Data items:
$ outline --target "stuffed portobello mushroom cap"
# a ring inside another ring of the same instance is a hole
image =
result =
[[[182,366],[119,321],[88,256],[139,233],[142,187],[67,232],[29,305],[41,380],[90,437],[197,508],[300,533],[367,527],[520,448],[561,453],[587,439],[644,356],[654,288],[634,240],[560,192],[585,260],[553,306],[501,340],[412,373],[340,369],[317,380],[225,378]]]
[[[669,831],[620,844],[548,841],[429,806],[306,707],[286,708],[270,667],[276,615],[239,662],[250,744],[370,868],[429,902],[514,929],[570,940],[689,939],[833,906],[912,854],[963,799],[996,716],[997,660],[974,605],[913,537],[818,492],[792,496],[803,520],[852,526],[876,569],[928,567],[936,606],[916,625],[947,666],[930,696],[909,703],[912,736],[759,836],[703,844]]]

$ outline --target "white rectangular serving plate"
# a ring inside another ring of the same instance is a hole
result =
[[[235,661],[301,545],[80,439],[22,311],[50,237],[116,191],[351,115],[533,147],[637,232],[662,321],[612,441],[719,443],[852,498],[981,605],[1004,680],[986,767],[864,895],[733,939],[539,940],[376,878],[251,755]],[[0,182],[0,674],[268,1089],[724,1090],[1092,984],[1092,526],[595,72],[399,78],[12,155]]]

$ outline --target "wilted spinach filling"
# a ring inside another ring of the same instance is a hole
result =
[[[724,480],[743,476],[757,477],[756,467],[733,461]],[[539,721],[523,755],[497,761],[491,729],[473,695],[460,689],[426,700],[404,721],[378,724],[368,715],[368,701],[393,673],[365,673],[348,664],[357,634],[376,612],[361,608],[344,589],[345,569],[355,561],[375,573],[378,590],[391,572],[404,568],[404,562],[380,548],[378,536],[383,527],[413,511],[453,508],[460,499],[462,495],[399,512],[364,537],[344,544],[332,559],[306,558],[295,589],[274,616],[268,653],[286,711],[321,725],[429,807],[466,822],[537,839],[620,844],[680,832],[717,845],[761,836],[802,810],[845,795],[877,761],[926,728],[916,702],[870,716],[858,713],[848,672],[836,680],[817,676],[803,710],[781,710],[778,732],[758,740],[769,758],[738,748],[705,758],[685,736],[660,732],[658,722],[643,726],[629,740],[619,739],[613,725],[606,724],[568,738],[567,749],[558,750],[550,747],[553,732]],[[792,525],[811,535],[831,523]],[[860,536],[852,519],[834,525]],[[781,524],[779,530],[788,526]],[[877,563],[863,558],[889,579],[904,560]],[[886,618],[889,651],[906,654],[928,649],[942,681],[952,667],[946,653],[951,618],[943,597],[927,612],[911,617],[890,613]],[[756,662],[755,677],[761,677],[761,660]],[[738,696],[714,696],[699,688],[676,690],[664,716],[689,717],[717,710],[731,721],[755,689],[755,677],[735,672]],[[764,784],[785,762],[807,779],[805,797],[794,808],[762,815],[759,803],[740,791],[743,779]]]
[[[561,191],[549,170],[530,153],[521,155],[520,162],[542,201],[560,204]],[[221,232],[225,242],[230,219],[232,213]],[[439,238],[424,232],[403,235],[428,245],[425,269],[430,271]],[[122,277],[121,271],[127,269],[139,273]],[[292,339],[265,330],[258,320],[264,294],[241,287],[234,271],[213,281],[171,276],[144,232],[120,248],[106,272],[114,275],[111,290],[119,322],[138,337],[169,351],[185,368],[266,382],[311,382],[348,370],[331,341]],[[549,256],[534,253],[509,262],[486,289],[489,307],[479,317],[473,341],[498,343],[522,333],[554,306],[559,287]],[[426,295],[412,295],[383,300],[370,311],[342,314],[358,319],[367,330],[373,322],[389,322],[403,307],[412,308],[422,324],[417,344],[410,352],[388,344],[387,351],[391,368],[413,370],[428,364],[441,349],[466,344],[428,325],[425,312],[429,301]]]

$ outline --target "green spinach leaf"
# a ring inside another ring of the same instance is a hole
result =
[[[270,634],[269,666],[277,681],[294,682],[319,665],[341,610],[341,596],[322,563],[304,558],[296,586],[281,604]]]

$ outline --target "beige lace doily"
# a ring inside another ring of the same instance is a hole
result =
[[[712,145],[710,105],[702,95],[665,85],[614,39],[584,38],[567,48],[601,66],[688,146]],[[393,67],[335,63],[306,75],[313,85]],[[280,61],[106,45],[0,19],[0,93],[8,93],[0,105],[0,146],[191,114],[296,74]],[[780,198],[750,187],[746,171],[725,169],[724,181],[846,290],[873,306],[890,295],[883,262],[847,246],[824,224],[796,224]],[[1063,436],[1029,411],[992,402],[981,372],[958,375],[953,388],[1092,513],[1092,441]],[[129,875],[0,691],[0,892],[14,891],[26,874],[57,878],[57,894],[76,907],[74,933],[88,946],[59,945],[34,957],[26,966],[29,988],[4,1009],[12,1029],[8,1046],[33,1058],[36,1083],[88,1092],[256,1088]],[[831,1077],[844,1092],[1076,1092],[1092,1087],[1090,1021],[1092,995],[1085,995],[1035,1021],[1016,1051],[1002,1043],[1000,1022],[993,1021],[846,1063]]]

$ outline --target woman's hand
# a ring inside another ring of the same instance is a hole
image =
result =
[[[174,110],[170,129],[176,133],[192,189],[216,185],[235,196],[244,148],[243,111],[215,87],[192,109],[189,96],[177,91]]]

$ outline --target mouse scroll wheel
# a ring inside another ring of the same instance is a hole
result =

• **Task directions**
Extract the lines from the one containing "--target woman's hand" through the last line of the records, inclusive, and reproduce them without changes.

• **Output of the task**
$ outline --target woman's hand
# a ring inside another ring of the same instance is a hole
image =
result =
[[[174,110],[170,129],[176,133],[192,189],[216,185],[235,196],[244,148],[243,111],[215,87],[192,109],[189,96],[177,91]]]

$ outline --target mouse scroll wheel
# a ring inside another ring of the same instance is a hole
result =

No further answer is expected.